(Pointing records)
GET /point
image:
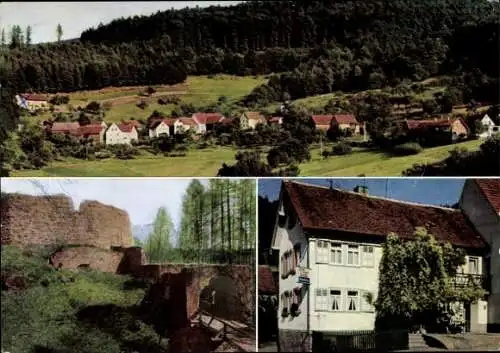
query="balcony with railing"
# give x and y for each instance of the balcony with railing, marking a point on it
(465, 279)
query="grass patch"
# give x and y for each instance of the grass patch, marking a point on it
(49, 316)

Task directions:
Print out all of the lines above word for word, leaving out the pictures.

Answer for this exercise:
GET /point
image:
query="balcony with railing"
# give x and y for each instance of the balcony with railing, marking a point on it
(465, 279)
query="grass patch"
# give x and y for each instance of the grass patch, marking a point on it
(49, 316)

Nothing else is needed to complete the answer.